● **Work to do**:
Copy every line from the rows below that contains the string "wall", matching its case.

● **Material supplied**:
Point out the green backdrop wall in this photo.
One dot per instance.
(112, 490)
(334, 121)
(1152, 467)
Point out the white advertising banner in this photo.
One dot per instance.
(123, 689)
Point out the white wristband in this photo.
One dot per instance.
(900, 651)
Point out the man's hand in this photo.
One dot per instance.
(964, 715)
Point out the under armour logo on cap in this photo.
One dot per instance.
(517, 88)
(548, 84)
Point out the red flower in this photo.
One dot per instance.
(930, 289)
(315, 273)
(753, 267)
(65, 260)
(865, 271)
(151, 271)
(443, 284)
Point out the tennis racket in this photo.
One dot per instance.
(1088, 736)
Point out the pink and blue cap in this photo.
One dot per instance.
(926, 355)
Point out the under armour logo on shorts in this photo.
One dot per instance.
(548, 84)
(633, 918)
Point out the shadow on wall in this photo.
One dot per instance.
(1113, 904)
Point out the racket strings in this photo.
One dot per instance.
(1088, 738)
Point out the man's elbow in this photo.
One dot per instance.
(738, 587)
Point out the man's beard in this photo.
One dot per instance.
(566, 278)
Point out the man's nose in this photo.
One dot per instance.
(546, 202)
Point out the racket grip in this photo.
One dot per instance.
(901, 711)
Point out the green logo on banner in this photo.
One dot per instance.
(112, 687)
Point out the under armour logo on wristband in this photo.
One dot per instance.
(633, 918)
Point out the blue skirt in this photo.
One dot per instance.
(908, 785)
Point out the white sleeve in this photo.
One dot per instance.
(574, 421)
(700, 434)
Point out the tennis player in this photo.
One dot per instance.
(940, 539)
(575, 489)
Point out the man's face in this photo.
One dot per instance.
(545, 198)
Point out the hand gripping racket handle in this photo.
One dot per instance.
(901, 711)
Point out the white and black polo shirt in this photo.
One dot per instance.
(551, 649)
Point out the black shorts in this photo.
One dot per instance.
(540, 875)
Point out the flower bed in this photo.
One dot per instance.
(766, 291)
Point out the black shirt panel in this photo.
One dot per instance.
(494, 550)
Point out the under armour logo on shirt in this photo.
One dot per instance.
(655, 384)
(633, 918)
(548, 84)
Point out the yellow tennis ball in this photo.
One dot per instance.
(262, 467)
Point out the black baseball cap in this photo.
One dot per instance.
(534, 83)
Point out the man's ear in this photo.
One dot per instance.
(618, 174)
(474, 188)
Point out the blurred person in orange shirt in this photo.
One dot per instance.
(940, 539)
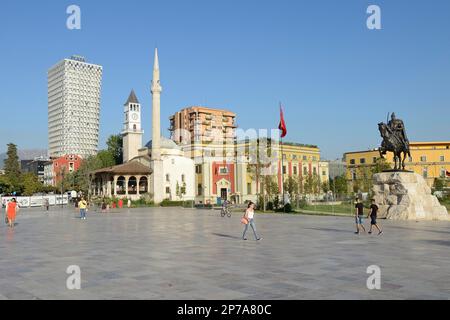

● **Solution for this task**:
Point out the green backdrop wall in this photo.
Point out the shadow on wall in this photo.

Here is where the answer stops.